_Work to be completed_. Pick out every row below that contains the word "tree" and copy each of those rows in full. Case matters when matching.

_Recorded information_.
'''
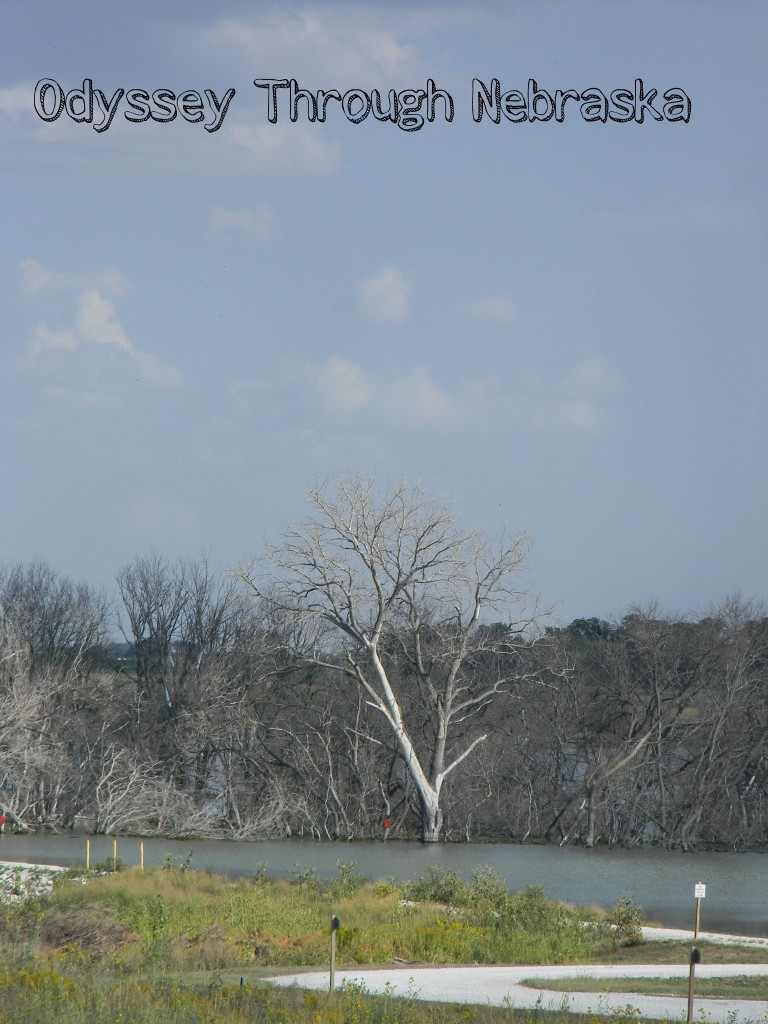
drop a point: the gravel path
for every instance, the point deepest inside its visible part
'''
'''
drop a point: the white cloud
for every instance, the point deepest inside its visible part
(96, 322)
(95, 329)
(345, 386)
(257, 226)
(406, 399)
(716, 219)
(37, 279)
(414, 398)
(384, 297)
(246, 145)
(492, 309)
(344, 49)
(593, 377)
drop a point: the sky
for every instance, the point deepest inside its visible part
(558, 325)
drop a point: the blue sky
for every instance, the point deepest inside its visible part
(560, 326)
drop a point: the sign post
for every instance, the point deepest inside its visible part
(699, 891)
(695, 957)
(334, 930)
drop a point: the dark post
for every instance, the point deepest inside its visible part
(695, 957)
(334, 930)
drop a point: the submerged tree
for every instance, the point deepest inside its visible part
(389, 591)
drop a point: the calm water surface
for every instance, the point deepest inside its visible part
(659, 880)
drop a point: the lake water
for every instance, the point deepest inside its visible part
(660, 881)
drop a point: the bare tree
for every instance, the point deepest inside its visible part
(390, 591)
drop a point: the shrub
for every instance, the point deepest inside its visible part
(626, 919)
'''
_Solution for this task_.
drop a point: the submerged tree
drop a point: the bare tree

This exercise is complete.